- **SELECTED PASSAGE**:
————
Dáil debates
Wednesday, 5 November 2008
Training Programmes: Motion (Resumed)
6:00 pm
Tommy Broughan (Dublin North East, Labour)
The loss of almost 2,000 jobs a month in little over a year indicates the worst performance by any Irish Government in modern history. During this morning's Order of Business, the Taoiseach, Deputy Brian Cowen, seemed clearly at a loss to understand the appalling crash in the labour market and totally bereft of ideas as to how the Government should respond. That is why I welcome the general thrust of the Fine Gael motion before us, which seeks to build on my party's Private Members' motion on the unemployment crisis, considered a few weeks ago.
Every day in our constituencies, we hear of people being put on short time or being let go. Young workers, in particular, are shocked at the poor levels of support and re-training that are currently available. In my constituency, Dublin North-East, evidence of the recession is clearly visible in the monthly live register figures published by the CSO in respect of Coolock and Kilbarrack employment offices. At the former office, for example, the number of unemployed rose by 35% between October 2007 and September 2008. At Kilbarrack employment office, the number of unemployed soared by over 40% in just over a year. A cursory glance around the country indicates shocking and alarming increases in the rate of unemployment. Nevertheless, in the recent budget, the Taoiseach and Minister for Finance proposed no national or regional initiatives of any kind to address the awful decline into unemployment. Even worse, the Government maliciously attacked the available social welfare supports for the newly unemployed. My colleague mentioned the serious restrictions the Minister for Social Welfare introduced in respect of the jobseeker's benefit, illness benefit and the health and safety benefit. She has doubled qualifying periods and shortened the periods to which the benefits apply to 12 months and nine months. She introduced a miserable €6.50 increase for those in receipt of the jobseeker's allowance over the longer term. The tactic of the Government is to abolish all types of jobseeker and illness benefits.
————
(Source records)
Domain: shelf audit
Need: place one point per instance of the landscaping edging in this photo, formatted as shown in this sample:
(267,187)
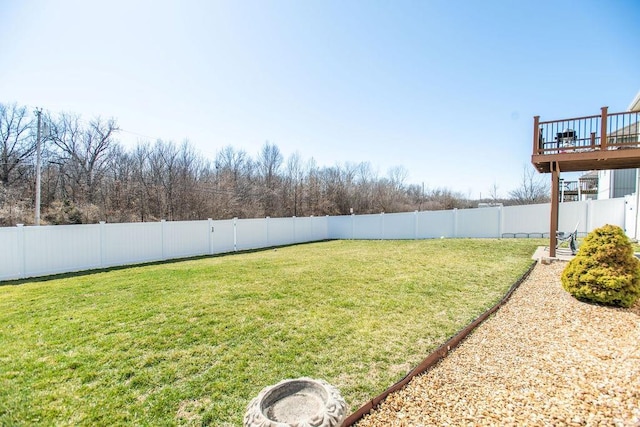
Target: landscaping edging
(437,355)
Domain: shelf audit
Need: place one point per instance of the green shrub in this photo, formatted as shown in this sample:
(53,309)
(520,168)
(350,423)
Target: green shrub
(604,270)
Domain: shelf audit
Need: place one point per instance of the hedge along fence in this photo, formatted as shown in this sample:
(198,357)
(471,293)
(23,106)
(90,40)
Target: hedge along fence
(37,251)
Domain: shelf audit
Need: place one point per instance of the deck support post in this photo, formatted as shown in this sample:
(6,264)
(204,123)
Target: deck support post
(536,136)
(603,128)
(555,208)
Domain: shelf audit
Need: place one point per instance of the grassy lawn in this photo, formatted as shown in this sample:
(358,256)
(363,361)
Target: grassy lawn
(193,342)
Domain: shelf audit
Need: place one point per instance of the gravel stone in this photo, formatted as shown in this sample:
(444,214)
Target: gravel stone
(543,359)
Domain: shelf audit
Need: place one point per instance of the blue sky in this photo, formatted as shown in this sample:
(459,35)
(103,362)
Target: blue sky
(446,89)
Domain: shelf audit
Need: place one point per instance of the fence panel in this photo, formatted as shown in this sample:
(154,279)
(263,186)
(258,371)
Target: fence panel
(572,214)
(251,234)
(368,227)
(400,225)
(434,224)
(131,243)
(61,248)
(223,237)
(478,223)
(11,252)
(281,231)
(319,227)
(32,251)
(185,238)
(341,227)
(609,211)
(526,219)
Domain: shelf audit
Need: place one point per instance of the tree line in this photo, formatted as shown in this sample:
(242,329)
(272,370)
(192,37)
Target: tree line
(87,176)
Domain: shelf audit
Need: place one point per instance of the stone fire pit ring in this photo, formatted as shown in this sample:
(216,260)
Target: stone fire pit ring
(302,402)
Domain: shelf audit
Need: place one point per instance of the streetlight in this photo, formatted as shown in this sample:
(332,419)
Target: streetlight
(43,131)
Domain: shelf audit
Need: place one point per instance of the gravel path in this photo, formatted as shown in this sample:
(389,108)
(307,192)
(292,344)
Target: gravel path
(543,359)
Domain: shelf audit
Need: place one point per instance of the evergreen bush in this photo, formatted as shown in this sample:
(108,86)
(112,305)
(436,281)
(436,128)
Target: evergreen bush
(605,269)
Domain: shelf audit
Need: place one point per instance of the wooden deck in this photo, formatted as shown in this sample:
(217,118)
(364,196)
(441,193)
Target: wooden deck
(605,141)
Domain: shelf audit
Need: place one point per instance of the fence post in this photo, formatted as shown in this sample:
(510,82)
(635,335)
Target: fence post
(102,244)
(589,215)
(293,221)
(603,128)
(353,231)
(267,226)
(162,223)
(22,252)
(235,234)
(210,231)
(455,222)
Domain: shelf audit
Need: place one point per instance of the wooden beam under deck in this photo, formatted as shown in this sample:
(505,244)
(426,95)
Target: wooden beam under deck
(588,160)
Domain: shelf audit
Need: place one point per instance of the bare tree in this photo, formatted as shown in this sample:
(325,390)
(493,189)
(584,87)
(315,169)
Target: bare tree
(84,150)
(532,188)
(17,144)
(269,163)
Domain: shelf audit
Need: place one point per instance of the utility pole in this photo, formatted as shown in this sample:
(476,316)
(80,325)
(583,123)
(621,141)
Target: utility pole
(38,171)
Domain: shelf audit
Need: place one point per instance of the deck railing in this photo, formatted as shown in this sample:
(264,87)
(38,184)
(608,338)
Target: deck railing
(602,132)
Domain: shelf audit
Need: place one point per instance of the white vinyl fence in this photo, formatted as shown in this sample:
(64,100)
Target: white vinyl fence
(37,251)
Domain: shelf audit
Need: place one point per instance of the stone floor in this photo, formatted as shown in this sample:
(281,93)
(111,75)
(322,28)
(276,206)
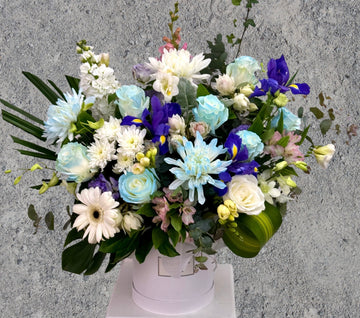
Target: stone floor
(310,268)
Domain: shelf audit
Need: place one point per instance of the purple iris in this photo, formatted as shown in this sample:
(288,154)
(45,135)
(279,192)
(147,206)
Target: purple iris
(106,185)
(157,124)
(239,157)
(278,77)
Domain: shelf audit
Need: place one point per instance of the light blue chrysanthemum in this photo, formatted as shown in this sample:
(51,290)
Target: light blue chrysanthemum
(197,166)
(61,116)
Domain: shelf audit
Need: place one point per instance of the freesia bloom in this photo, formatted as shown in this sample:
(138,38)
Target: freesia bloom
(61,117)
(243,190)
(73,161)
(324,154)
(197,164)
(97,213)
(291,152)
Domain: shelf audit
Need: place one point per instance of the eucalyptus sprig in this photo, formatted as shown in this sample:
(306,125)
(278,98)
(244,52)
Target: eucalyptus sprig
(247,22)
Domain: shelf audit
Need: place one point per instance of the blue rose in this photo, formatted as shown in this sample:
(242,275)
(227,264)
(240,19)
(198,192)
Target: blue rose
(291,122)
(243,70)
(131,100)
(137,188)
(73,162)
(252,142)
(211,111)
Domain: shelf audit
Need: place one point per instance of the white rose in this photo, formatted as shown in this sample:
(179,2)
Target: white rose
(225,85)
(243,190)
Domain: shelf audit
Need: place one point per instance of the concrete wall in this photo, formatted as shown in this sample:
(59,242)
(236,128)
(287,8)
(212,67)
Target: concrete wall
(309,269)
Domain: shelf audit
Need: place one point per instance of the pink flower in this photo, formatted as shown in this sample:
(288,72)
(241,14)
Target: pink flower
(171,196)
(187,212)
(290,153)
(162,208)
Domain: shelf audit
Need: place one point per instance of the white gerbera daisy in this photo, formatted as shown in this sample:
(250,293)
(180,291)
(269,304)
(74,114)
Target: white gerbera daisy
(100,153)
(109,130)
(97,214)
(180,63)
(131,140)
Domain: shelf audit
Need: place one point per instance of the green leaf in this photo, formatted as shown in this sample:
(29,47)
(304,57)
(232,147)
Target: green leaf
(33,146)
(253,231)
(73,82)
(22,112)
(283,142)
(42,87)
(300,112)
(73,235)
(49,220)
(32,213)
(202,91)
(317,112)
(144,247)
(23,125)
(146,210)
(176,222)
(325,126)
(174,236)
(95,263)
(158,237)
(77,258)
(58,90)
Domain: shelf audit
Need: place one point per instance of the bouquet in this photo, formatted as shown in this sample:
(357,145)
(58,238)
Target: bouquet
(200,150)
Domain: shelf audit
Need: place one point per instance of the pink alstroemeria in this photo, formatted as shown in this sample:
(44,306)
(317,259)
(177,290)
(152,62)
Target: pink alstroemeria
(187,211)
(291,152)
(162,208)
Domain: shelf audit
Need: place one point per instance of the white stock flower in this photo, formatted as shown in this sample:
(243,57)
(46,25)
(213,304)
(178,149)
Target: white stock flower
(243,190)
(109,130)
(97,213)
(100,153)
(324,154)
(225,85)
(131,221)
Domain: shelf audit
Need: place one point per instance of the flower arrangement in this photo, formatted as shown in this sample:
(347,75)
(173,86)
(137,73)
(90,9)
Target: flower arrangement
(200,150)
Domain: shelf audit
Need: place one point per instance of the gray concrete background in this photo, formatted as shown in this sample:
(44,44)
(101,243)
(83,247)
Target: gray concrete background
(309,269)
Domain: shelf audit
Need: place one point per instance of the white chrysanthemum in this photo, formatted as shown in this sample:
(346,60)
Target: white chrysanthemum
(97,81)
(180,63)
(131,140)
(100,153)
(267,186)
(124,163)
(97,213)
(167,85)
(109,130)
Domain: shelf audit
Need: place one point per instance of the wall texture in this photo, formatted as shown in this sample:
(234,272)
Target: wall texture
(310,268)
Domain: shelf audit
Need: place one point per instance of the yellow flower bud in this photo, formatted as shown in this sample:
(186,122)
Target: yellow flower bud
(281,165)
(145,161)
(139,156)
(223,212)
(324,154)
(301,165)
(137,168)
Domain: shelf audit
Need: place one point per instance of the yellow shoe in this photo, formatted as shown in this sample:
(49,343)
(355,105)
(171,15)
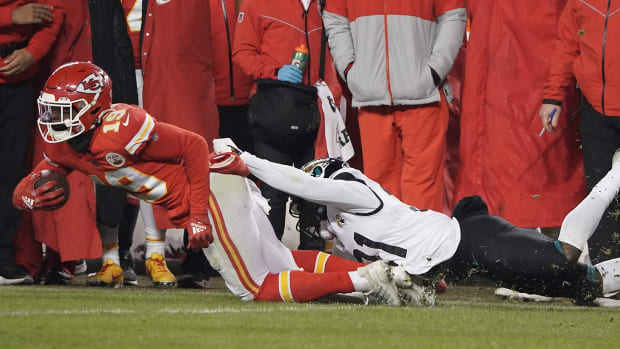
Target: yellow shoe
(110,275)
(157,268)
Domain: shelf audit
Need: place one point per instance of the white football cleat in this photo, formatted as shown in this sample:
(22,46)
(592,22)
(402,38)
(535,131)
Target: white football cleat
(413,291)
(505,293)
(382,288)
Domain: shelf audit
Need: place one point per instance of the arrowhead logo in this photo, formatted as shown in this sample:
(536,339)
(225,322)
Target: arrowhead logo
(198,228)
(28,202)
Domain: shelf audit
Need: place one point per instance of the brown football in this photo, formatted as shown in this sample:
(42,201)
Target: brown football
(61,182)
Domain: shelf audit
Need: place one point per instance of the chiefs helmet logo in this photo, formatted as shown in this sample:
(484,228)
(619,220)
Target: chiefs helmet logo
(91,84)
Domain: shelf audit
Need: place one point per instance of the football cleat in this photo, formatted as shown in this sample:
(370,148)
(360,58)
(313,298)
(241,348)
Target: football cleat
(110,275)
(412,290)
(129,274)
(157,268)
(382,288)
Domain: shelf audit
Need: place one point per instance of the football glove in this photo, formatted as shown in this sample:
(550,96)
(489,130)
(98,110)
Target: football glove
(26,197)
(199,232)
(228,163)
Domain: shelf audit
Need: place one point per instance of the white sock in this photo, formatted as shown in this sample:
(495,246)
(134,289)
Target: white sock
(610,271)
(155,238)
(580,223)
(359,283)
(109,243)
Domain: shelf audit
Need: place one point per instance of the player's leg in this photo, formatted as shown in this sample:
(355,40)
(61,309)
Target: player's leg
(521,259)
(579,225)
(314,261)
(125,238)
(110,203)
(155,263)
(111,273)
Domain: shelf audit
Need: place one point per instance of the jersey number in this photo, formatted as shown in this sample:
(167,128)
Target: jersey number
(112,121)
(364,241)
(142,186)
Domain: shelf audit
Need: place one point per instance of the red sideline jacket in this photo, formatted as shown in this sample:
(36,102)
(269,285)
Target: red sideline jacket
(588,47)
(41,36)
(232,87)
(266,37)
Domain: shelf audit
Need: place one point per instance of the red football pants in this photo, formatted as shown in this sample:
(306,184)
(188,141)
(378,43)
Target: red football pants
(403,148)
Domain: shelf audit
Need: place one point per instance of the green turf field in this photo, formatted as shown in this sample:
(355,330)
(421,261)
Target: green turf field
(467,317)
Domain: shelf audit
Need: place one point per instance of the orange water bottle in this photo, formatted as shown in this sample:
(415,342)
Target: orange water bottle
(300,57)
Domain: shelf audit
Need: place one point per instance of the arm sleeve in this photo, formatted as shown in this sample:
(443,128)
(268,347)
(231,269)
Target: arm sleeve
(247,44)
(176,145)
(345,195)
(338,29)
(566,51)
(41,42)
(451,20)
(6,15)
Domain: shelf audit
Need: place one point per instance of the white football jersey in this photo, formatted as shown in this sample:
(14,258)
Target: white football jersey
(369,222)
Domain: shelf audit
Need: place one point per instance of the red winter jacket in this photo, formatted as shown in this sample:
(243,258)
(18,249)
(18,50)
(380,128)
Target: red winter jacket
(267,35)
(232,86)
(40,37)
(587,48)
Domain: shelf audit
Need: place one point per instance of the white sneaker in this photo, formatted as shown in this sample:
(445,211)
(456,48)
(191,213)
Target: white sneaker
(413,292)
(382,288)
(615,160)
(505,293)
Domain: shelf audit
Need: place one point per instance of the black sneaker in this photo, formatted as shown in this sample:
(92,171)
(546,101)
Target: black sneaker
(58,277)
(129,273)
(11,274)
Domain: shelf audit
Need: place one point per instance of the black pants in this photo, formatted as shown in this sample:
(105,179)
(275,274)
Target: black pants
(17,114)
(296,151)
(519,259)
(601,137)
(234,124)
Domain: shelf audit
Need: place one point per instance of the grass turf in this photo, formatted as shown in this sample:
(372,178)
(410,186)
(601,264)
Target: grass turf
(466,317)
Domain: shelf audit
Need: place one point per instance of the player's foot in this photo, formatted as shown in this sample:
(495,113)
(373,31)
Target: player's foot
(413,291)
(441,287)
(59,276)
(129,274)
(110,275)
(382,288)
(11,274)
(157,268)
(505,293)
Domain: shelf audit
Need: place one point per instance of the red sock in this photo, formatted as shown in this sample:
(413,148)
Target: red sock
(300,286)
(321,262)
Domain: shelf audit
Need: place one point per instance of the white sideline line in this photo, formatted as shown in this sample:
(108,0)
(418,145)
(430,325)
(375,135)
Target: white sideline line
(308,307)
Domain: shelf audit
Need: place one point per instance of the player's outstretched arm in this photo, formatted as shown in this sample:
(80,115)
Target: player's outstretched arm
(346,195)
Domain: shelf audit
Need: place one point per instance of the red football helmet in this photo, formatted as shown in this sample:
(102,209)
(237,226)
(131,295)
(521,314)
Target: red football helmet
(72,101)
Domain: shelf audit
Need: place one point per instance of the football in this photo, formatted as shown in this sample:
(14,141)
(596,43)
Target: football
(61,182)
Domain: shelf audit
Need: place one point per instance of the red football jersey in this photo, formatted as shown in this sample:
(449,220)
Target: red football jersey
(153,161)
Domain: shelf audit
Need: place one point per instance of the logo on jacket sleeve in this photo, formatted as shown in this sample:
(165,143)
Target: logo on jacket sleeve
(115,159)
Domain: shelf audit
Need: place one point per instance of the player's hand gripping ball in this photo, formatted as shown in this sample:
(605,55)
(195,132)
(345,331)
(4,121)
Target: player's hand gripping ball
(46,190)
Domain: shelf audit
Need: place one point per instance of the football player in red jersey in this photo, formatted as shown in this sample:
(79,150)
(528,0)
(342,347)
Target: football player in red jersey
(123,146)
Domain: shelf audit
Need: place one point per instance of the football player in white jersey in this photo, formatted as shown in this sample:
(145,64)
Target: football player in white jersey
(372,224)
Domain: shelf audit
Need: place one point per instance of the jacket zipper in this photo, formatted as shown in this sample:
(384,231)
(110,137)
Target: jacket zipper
————
- **SET OF TASKS**:
(a) Decide whether each of these statements agrees with the Dáil speech on unemployment, answering yes or no and quoting the words of the speech that settle it: (i) unemployment at the Coolock employment office rose by 35% between October 2007 and September 2008; (ii) the recent budget included regional initiatives to tackle unemployment; (iii) the longer-term jobseeker's allowance was increased by €6.50.
(b) Carry on the Dáil speech on unemployment from its final sentence.

- **EXPECTED RESPONSES**:
(a)
(i) Yes: "At the former office, for example, the number of unemployed rose by 35% between October 2007 and September 2008."
(ii) No: "the Taoiseach and Minister for Finance proposed no national or regional initiatives of any kind to address the awful decline into unemployment."
(iii) Yes: "She introduced a miserable €6.50 increase for those in receipt of the jobseeker's allowance over the longer term."

(b)
Clearly, the looming unemployment crisis requires a combination of macro and micro approaches. On the macro side, the Labour Party is the only party so far to outline a credible programme to sustain jobs and refloat the economy. Our strategy for stabilisation and growth was an excellent first attempt to create a national recovery programme. Labour's proposals include restimulation of the construction industry through a school building programme and national insulation scheme, a new affordable housing scheme, active and dynamic labour market programmes, targeted investments in education and high-tech start-ups and a medium-term fiscal framework for the public sector. However, the Taoiseach, allegedly an admirer of Seán Lemass, has failed to grasp the need for strong national economic leadership, as he demonstrated again this morning. The Government, and sometimes our Fine Gael colleagues, at times confuse the needs associated with fiscal and budgetary difficulties with the much greater needs of the economy and society.
Several elements of the motion refer to the need for FÁS to respond more actively to the tightening jobs market. I strongly support the idea of greatly expanding the back-to-education allowance, whereby FÁS and the third-level institutes and seven universities would be required to utilise spare capacity to re-educate and further educate workers who become unemployed in the recession.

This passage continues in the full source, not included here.